▶ Extract
********************

Out of Control?

By Hara Estroff Marano, published October 11, 2019 - last reviewed on November 5, 2019

I work as a nurse at a therapeutic boarding school for boys ages 10–17. We have a boy who identifies as a girl and, soon after admission, we were instructed to refer to him as she. The student was then permitted to dress as a girl. All the students bunk together. She is 12 years old and disruptive, physically and verbally, fighting with staff and the boys. I am asked to administer hormone blockers. I feel to admit a girl to a boys boarding school is inappropriate. And I am not comfortable with administering hormone blockers to someone who is so out of control.


Your discomfort is well-placed. There are many important issues embedded in this situation. The most basic is whether a sole girl—and a troubled and young one at that—should be in residence at a school for adolescent boys. That would seem to pose basic safety issues for the gender-transitioning student, who already has a contentious relationship with the other students. The gender issue singles the student out and could make her an easy target of harassment. It would be wise for you as a nurse, a guardian of health, to convene a meeting with the child’s parents, the school head, and the child to have a frank discussion of the many basic safety concerns. Some quiet fact-finding before such a meeting could reveal whether any incidents have already occurred or been threatened.

Second, and at least as important, is your recognition of a young person who has many problems in addition to the presumed gender dysphoria. The student is not at the school because of wanting to be a girl but because lots of things appear to have been going wrong—at the very least an inability to discuss feelings. It seems wildly premature to pinpoint gender as the root of the distress, as if the other problems will somehow resolve after gender transition.

Social transitioning is one thing—however difficult it may be in an all-boys environment. Biological transitioning, including puberty delay, is another thing entirely. I am not sure it is the role of a school to carry out the gender transition of a minor through invasive procedures such as hormone injections that prevent normal development. Nor do I know what the legalities are. As I understand the guidelines of the American Academy of Pediatrics, such a course of treatment at the very least requires specific, supportive psychotherapy.  

Nevertheless, you are in a unique position to do what no one else may have even attempted—have an ongoing series of conversations with a troubled child to clarify the acting out by talking through what is going on. The aim is not to challenge the child but to open her up—to know more about her to discover the best ways to help.

********************

▶ Input data

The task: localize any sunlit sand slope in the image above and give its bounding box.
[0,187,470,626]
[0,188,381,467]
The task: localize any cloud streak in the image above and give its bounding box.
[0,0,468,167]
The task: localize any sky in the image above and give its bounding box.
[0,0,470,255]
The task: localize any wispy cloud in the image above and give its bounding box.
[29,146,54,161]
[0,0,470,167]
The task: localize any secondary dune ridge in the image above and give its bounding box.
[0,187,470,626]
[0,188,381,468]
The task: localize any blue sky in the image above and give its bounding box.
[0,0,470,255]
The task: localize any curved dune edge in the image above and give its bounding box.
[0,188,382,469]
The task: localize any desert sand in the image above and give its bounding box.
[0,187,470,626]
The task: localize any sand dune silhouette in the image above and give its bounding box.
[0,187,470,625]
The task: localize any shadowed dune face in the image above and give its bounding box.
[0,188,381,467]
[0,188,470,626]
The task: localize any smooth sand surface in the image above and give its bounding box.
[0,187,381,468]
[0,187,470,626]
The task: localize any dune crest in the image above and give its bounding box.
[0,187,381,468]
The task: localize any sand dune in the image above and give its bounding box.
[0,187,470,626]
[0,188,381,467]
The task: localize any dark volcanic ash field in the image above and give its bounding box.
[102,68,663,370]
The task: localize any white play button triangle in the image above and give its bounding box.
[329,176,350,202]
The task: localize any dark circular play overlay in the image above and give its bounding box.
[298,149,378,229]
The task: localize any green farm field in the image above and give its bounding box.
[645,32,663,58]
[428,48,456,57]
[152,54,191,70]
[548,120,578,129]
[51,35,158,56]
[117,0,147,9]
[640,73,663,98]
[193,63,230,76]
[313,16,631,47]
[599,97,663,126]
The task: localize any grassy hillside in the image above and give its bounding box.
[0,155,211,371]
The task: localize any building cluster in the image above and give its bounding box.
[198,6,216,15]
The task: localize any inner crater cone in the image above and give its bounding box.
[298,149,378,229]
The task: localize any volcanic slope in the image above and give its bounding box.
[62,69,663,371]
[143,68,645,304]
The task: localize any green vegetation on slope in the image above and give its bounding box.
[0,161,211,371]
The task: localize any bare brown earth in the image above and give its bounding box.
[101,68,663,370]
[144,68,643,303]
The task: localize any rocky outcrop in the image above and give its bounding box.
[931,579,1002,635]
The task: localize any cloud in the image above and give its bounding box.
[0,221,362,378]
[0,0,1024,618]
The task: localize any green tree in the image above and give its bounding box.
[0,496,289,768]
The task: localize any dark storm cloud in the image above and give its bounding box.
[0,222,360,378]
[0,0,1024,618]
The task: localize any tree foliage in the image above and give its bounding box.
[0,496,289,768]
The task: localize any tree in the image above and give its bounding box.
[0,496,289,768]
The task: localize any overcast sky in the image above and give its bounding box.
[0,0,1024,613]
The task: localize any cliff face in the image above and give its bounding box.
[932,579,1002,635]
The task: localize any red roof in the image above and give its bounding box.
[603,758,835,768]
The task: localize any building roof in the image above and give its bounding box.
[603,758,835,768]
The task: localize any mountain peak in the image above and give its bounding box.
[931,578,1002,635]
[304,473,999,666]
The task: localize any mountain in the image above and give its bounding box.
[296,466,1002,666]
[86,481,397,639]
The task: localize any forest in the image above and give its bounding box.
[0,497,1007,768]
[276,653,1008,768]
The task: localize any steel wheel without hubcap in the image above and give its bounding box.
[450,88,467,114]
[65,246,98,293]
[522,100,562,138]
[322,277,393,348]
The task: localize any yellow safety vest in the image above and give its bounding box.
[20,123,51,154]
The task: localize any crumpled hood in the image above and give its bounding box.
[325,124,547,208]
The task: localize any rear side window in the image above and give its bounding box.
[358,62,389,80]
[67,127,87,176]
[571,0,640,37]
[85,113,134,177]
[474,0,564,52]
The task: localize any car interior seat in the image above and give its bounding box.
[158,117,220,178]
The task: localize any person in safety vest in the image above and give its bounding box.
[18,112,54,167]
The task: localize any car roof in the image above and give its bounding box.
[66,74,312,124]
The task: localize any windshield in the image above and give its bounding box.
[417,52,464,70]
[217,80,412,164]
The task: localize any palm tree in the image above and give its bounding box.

********************

▶ Apply what you read
a – Echo word for word the part of the advice column from "Social transitioning is" up to and including "specific, supportive psychotherapy.".
b – Sum up the advice column in two sentences.
c – According to the advice column, what ages of boys does the nurse's school serve?
Answer from the advice column alone, not from the records.

▶ Exercise results
a –
Social transitioning is one thing—however difficult it may be in an all-boys environment. Biological transitioning, including puberty delay, is another thing entirely. I am not sure it is the role of a school to carry out the gender transition of a minor through invasive procedures such as hormone injections that prevent normal development. Nor do I know what the legalities are. As I understand the guidelines of the American Academy of Pediatrics, such a course of treatment at the very least requires specific, supportive psychotherapy.

b – A nurse at a therapeutic boarding school for boys is uncomfortable that a disruptive 12-year-old student who identifies as a girl has been admitted and is to be given hormone blockers. The columnist calls the discomfort well-placed, raises safety concerns and the student's many other problems, doubts that a school should carry out a minor's biological transition, and suggests the nurse hold an ongoing series of conversations with the child.

c – Boys ages 10 to 17.